What you are asked to do - Take the line that contains "Where can the green" and all lines after it, up to and including the last line of the data, and write them out exactly; nothing else belongs in the answer.

Dataset -
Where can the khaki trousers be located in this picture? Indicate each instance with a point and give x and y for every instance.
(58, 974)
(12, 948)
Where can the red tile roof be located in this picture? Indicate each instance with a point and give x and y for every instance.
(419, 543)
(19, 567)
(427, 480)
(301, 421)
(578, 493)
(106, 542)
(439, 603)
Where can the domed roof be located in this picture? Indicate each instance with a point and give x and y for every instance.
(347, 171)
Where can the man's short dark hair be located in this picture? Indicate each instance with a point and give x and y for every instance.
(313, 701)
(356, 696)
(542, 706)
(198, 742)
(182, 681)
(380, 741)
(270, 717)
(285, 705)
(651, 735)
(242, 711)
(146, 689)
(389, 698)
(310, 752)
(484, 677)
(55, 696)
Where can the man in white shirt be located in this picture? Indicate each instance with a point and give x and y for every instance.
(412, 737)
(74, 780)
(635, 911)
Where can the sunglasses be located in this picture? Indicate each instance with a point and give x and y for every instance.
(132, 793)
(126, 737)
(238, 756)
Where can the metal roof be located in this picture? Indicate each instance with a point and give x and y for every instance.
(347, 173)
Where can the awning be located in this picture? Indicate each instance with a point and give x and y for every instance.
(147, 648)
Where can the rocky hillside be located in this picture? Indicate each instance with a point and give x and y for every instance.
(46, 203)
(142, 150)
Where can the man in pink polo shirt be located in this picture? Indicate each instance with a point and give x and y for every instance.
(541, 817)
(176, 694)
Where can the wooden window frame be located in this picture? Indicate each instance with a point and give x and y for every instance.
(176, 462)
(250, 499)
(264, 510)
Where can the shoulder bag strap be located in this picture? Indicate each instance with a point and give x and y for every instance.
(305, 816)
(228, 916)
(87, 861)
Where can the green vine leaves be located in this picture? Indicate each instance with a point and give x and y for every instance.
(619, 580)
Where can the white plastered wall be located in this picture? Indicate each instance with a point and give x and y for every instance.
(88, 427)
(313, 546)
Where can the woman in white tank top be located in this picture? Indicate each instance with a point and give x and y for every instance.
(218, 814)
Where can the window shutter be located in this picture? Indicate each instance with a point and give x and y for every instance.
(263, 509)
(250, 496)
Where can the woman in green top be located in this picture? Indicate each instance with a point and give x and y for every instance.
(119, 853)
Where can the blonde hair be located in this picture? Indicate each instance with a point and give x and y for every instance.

Solution for this task -
Where can the green vine leaves be located in this picture? Indicate each instance with a point and give x and y for every instance.
(619, 580)
Where can the white plastered wall be located in this picture? Indicate each instance with a point and give x and y for every instance.
(88, 427)
(313, 546)
Where can the woman in white tank top be located in this picture? Indicate each instance with a point and give x and y for every instance.
(218, 814)
Where can the window shutter be located in this picture? Indicate each instance with a point and give x and y for every instance.
(263, 509)
(250, 496)
Where can the woman in green top be located in this picture? Indicate each instance with a point and give x and y for every instance.
(119, 853)
Where can the blonde hair be located in this picture? Indicate each instance with a point and give x and y for every instance.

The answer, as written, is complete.